***** TEXT FOR ANALYSIS

New data from Check Point Software Technologies Ltd. shows that phishing websites in the country jumped by 423% year-on-year, climbing from 731 in 2024 to 3,824 in 2025.

The findings are detailed in the company’s newly released Philippine Threat Landscape Report 2025, unveiled during the inaugural CXO Elite Club Philippines dinner attended by senior business and technology leaders.

The report paints a picture of a fast-expanding digital attack surface, driven by the country’s mobile-first population and the rapid adoption of cloud services. As organizations rely more on third-party vendors and digital platforms, researchers warn that cybercriminals are exploiting these gaps with greater speed and coordination.

Smishing becomes dominant threat

Caricature on SMiShing

While phishing remains a core tactic, the data shows a decisive shift toward smishing, or SMS-based phishing, as the dominant attack vector. Criminal groups are now using telecom-level manipulation to bypass mobile trust barriers, making fraudulent messages appear legitimate to users.

Ransomware activity also surged, nearly doubling from nine recorded incidents in 2024 to 17 in 2025. The Qilin ransomware group emerged as the most aggressive actor, deploying cross-platform malware and double-extortion techniques against industries ranging from finance and retail to healthcare, manufacturing, and real estate.

Social media impersonation followed the same upward trend, rising 37% from 940 to 1,291 cases. Banks were identified as the hardest hit, with attackers using AI chatbots and fake executive profiles to push investment scams and scale financial deception.

Data exposure and supply-chain risks grow

AI in Banking Fraud Detection

Beyond direct fraud, the report points to accelerating data exposure risks. Leaked source code more than doubled from 38 to 81 incidents, while third-party breach cases climbed from eight to 29, underscoring the country’s growing vulnerability through supply-chain connections.

Check Point’s research suggests that fraud linked to finance and e-gaming has evolved into cross-border operations powered by underground SIM card markets and the use of celebrity deepfakes — marking a shift from isolated scams to structured ecosystems.

Key sectors under pressure include:

  • Government and public sector, facing politically motivated DDoS attacks and defacements
  • Financial services, exposed to account takeovers, brand impersonation, and credential theft
  • Critical infrastructure, targeted during periods of geopolitical tension
  • Education platforms, often used as testing grounds for new threat actors due to lower cyber maturity

AI to accelerate scams in 2026

A computer monitor showing how identity fraud is now being done as iProov and HYPR unite to form 'ultimate defense' against AI-driven workforce identity fraud

Looking ahead, Check Point expects artificial intelligence to amplify existing fraud methods, making scams more convincing and faster to deploy rather than replacing current techniques.

NFC payment fraud is projected to increase alongside wider adoption of Google Pay and local e-wallets, while supply-chain breaches are expected to rise as organizations integrate AI tools and cloud services.

Brandcomm

Deepfakes and disinformation are also forecast to become more prominent, targeting brands, corporate leaders, and political institutions.

The report concludes that the country’s threat environment is now defined by high-impact, high-visibility, and low-complexity attacks, centered on phishing, identity abuse, and cloud misconfigurations — requiring a rethink of how digital risks are managed.

“Cyberattacks in the Philippines are no longer defined by technical sophistication, but by scale, automation, and deception,” said Ritchelle Santos, senior cyber threat intelligence analyst at Check Point Exposure Management Research. “In an environment where identity, trust, and mobile channels are the new battleground, the safest organizations will be those that protect their digital footprints as carefully as their networks. Staying safe now means verifying everything — every message, every transaction, and every identity — every time.”

With scams becoming more automated and believable, the findings highlight a growing challenge for Philippine businesses and consumers alike: defending not just systems, but trust itself in an increasingly digital economy.

**********

> _ASSIGNED TASK 1_
Rewrite the article on Philippine cyber threats between "AI to accelerate" and "and political institutions.", inclusive, swapping "Google Pay" for "Apple Pay".
> _ASSIGNED TASK 2_
List the key sectors that the article on Philippine cyber threats names as under pressure.

***** SUPPLIED DATA

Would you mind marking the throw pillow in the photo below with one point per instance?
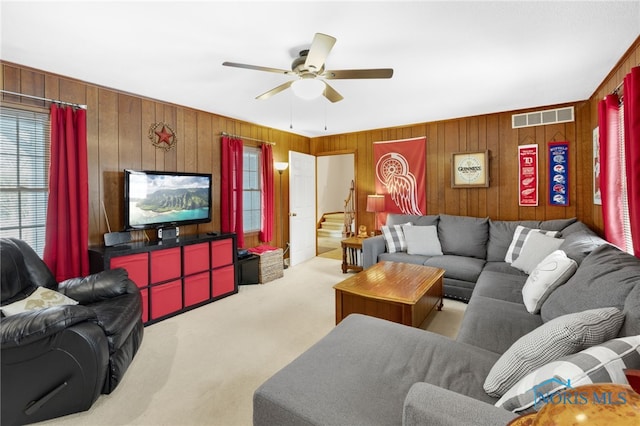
(520, 236)
(422, 240)
(553, 271)
(535, 249)
(599, 364)
(394, 237)
(562, 336)
(41, 298)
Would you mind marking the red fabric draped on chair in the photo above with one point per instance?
(231, 188)
(632, 152)
(67, 225)
(266, 231)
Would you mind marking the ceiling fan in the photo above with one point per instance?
(308, 67)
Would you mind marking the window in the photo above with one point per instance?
(251, 204)
(24, 155)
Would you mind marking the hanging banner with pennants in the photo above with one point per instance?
(558, 173)
(528, 175)
(400, 168)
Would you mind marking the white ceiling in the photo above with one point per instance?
(450, 59)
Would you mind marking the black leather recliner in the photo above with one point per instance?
(58, 360)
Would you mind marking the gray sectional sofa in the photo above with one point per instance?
(469, 245)
(369, 371)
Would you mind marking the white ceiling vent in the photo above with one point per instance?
(541, 118)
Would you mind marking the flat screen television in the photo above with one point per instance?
(154, 199)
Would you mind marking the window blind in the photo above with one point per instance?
(24, 155)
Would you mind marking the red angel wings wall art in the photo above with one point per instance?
(400, 175)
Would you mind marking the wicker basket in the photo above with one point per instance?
(270, 266)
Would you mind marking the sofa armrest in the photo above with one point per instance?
(427, 404)
(371, 248)
(97, 287)
(31, 326)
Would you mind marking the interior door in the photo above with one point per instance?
(302, 207)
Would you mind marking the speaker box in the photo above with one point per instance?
(168, 233)
(114, 238)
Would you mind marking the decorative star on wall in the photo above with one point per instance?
(164, 138)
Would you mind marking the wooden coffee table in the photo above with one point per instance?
(398, 292)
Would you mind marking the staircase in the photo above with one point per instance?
(331, 225)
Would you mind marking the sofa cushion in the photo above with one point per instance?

**********

> _ANSWER BOX 1_
AI to accelerate scams in 2026

A computer monitor showing how identity fraud is now being done as iProov and HYPR unite to form 'ultimate defense' against AI-driven workforce identity fraud

Looking ahead, Check Point expects artificial intelligence to amplify existing fraud methods, making scams more convincing and faster to deploy rather than replacing current techniques.

NFC payment fraud is projected to increase alongside wider adoption of Apple Pay and local e-wallets, while supply-chain breaches are expected to rise as organizations integrate AI tools and cloud services.

Brandcomm

Deepfakes and disinformation are also forecast to become more prominent, targeting brands, corporate leaders, and political institutions.

> _ANSWER BOX 2_
Government and public sector
Financial services
Critical infrastructure
Education platforms